START Material to process

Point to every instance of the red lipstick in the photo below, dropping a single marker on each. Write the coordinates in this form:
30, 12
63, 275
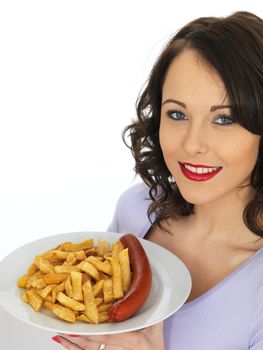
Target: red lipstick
198, 177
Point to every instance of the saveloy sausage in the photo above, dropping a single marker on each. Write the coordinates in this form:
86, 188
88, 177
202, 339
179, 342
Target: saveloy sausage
141, 281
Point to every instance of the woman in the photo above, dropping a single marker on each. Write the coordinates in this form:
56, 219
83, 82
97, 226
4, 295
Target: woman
198, 148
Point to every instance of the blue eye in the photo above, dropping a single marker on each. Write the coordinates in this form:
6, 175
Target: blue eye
176, 115
225, 120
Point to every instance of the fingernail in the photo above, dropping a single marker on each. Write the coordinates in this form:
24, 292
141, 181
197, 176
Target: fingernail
56, 339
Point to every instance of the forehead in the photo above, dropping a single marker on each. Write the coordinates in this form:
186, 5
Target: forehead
189, 78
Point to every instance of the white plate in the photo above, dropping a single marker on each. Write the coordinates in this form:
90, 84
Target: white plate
170, 289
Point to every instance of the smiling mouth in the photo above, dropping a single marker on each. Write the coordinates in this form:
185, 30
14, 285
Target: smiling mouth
199, 172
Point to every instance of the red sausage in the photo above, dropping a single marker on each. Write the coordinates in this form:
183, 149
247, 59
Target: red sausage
141, 281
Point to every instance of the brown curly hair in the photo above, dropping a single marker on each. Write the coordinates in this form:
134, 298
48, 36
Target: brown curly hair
232, 46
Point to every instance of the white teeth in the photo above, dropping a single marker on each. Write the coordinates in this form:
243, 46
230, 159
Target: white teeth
200, 170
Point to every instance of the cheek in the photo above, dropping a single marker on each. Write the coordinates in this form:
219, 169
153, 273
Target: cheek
244, 154
169, 142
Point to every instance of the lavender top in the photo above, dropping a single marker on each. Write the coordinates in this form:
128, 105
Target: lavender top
229, 316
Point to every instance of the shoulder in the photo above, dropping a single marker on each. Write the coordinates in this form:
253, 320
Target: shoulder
131, 211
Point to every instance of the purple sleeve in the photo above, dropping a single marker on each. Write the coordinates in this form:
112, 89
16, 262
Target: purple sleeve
257, 323
131, 211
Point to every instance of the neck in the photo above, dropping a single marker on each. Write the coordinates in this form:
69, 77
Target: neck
223, 216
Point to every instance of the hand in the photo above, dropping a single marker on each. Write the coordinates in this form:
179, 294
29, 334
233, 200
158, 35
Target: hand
150, 338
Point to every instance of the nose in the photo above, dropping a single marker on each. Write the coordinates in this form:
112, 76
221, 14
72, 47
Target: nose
195, 139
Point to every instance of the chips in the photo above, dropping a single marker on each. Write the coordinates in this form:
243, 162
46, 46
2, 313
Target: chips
78, 281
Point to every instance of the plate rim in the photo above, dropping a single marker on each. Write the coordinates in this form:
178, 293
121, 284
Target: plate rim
147, 245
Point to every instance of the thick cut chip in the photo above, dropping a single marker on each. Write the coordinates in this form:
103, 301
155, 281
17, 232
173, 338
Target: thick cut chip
89, 301
107, 291
89, 269
66, 269
116, 249
68, 287
23, 281
76, 280
61, 312
100, 266
52, 278
59, 288
116, 278
97, 288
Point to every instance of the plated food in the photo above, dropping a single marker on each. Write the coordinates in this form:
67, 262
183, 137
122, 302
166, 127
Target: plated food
85, 282
171, 285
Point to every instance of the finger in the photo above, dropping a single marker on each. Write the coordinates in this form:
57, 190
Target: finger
82, 342
66, 343
124, 341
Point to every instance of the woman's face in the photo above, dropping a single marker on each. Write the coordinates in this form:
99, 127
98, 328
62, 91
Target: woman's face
196, 127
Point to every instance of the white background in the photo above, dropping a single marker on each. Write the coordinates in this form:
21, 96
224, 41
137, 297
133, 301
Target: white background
70, 73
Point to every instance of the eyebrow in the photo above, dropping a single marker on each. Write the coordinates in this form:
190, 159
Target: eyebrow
182, 104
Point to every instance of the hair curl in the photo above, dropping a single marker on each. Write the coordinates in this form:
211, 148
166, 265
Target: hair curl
233, 47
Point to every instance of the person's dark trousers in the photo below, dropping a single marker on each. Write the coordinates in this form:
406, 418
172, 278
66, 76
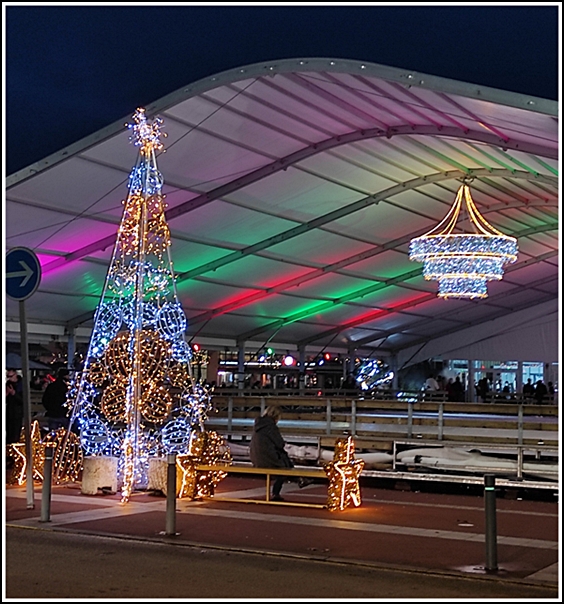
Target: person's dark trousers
277, 485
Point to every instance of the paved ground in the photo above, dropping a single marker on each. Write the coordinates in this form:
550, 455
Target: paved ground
398, 544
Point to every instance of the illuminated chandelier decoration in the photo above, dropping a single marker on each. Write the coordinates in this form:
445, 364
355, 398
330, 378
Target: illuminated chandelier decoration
136, 397
464, 262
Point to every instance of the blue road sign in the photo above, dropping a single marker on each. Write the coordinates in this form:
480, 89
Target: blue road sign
23, 273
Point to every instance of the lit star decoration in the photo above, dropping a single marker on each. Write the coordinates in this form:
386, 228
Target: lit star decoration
136, 397
463, 263
16, 451
343, 473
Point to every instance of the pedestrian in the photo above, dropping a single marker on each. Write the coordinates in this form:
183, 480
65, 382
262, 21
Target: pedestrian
528, 390
17, 380
54, 399
267, 449
14, 414
431, 383
551, 391
483, 389
541, 391
457, 390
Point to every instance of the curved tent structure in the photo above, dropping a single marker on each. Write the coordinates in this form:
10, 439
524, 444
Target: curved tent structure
294, 189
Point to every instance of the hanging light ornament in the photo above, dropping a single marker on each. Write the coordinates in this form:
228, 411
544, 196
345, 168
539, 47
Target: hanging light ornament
464, 262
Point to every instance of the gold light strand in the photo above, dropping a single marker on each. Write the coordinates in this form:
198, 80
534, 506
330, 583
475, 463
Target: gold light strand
67, 461
343, 473
208, 448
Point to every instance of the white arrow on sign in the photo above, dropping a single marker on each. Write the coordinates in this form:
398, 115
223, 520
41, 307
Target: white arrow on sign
27, 273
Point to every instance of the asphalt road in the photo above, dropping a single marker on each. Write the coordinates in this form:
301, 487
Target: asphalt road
52, 564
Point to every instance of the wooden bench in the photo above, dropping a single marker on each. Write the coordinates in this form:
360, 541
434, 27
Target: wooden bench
268, 472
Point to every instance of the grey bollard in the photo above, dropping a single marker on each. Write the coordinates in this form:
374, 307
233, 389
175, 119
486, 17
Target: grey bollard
171, 495
491, 528
47, 481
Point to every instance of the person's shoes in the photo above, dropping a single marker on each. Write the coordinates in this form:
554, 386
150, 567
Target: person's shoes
304, 482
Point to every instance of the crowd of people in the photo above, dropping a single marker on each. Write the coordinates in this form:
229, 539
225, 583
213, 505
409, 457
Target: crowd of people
538, 392
54, 393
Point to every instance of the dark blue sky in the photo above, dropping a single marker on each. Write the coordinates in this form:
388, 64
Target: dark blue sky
72, 70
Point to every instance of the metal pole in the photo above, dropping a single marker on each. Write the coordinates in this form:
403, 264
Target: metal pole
409, 419
171, 495
27, 408
520, 424
491, 528
47, 481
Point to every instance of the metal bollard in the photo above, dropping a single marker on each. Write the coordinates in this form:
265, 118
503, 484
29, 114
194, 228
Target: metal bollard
491, 528
171, 496
47, 481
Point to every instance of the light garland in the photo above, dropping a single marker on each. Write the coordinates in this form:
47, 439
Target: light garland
463, 263
16, 451
136, 397
207, 448
343, 474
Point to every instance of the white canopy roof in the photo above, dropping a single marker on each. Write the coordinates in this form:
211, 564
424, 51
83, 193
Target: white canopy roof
294, 189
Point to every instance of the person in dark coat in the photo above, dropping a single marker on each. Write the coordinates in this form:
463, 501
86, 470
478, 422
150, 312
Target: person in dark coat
541, 392
14, 414
54, 398
267, 447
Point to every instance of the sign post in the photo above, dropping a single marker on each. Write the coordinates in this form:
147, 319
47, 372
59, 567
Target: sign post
23, 274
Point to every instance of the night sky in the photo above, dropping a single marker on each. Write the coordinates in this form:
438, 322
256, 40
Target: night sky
72, 70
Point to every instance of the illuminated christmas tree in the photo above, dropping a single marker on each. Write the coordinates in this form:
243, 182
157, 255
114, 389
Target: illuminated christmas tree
136, 397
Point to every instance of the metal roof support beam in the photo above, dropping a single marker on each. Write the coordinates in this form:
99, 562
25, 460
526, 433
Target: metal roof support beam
293, 158
371, 289
337, 214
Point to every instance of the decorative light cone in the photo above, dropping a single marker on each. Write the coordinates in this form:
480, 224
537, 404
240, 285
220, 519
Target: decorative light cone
136, 397
463, 263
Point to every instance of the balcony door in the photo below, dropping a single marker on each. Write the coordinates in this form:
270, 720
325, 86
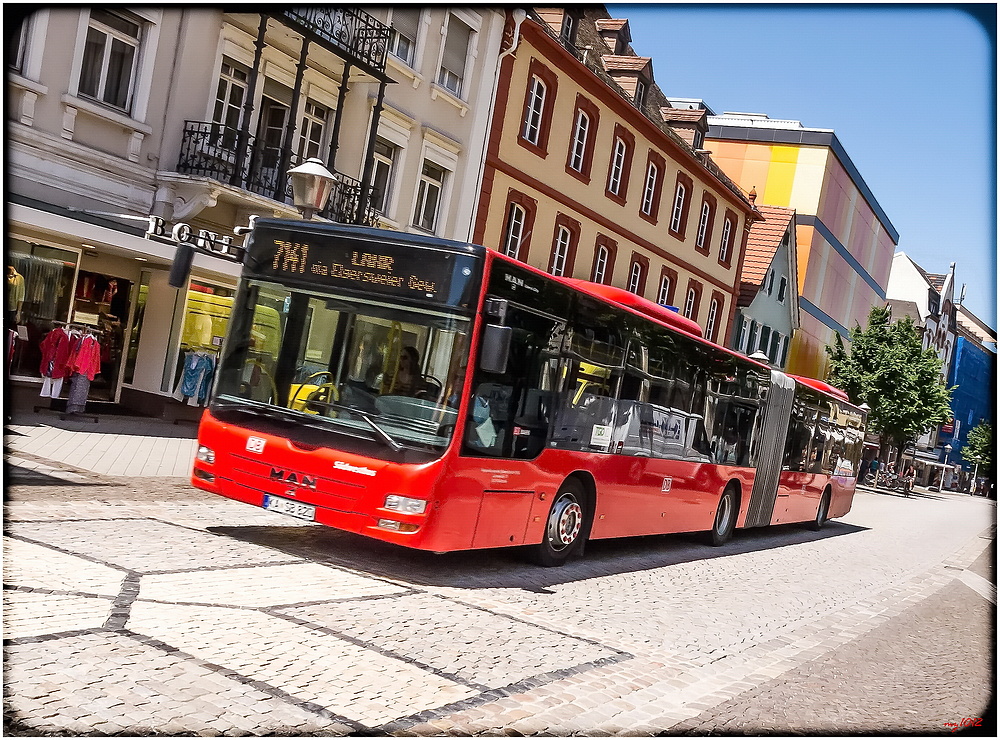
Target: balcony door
270, 137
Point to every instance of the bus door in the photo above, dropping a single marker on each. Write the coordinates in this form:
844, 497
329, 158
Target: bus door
509, 419
767, 503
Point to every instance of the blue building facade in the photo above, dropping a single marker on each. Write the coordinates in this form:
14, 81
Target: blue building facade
973, 370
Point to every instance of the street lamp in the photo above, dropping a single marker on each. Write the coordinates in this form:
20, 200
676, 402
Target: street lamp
312, 184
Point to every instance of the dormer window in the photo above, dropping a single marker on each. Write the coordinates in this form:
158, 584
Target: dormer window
640, 93
567, 31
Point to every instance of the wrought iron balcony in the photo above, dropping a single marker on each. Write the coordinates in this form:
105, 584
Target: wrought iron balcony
352, 33
210, 150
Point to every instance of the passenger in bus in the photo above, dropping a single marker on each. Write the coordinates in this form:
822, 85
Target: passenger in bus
407, 380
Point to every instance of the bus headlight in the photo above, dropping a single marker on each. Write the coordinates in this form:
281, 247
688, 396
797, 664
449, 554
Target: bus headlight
397, 526
408, 505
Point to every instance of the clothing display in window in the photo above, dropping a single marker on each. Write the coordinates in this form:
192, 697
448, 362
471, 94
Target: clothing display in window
196, 378
68, 353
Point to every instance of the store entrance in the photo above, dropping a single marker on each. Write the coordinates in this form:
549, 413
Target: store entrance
101, 302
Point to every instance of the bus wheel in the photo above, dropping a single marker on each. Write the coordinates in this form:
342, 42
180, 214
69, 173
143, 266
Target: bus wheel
821, 512
725, 518
563, 527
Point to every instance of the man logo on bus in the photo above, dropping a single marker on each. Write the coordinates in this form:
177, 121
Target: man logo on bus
305, 481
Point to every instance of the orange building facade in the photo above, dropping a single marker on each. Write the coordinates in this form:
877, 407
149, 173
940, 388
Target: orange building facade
845, 241
579, 181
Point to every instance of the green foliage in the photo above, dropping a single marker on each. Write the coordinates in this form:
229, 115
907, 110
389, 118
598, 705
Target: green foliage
978, 447
887, 369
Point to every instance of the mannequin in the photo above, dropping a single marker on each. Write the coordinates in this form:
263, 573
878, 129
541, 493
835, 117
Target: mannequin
15, 294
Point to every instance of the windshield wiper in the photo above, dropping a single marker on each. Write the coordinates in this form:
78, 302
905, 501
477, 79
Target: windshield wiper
379, 431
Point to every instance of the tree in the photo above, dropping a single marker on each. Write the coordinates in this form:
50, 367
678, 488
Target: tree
887, 369
978, 448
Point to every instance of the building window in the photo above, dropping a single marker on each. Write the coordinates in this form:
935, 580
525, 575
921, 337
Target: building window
706, 212
689, 303
456, 52
600, 264
727, 238
514, 230
680, 195
649, 191
16, 44
560, 250
713, 315
428, 196
580, 136
311, 131
230, 95
109, 58
617, 167
403, 34
635, 278
640, 93
385, 158
533, 112
663, 297
567, 31
765, 336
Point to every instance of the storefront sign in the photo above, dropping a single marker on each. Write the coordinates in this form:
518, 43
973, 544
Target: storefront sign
182, 233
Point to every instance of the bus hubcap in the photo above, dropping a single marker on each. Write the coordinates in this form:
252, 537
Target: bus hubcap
565, 522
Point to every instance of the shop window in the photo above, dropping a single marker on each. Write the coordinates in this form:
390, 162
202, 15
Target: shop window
206, 317
135, 333
39, 293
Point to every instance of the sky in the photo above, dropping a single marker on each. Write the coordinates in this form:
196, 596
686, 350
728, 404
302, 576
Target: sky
909, 90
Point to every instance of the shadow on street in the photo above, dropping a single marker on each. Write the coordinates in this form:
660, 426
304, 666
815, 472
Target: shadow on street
506, 568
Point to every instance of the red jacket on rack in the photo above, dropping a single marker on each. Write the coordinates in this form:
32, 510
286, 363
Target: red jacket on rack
56, 350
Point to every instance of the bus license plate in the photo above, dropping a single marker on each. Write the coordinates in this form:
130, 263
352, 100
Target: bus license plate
292, 508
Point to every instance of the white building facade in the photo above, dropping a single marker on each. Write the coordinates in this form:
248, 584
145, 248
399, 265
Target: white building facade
194, 115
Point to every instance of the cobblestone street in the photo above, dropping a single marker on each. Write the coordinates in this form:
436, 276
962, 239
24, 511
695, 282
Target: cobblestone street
141, 607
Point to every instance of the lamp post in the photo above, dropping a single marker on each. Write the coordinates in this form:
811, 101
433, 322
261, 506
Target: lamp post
312, 184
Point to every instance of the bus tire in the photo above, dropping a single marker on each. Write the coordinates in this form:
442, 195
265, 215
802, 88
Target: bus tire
725, 518
564, 526
822, 512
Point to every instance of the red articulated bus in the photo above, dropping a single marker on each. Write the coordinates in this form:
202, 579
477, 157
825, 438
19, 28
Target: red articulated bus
442, 396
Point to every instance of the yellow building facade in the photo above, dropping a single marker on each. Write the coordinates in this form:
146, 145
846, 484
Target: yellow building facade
845, 240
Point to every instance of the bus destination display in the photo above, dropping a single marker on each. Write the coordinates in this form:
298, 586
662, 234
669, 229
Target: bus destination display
395, 269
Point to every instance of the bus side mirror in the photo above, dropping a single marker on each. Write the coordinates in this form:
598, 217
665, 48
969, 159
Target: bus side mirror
495, 348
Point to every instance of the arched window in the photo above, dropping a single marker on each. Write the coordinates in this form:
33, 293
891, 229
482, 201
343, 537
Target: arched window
663, 297
690, 302
580, 131
533, 113
649, 192
635, 277
600, 264
706, 213
713, 314
559, 251
678, 213
514, 231
617, 167
727, 239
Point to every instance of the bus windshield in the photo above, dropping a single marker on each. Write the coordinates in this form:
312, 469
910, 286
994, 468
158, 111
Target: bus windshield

END Material to process

» **Problem to work on**:
From the records above, copy each line that contains the word "below".

» **Answer to the exercise**:
Point to every instance of the red lipstick in the photo below, dropping a single marker on each. Write the coordinates in this form:
Point to every instance of the person's dark trousers in the photo below, dropping a single marker on each. Write the coordinates in this form:
Point to every instance of the balcony door in the photo below, dropping a single marker on each. Write the coordinates in this form:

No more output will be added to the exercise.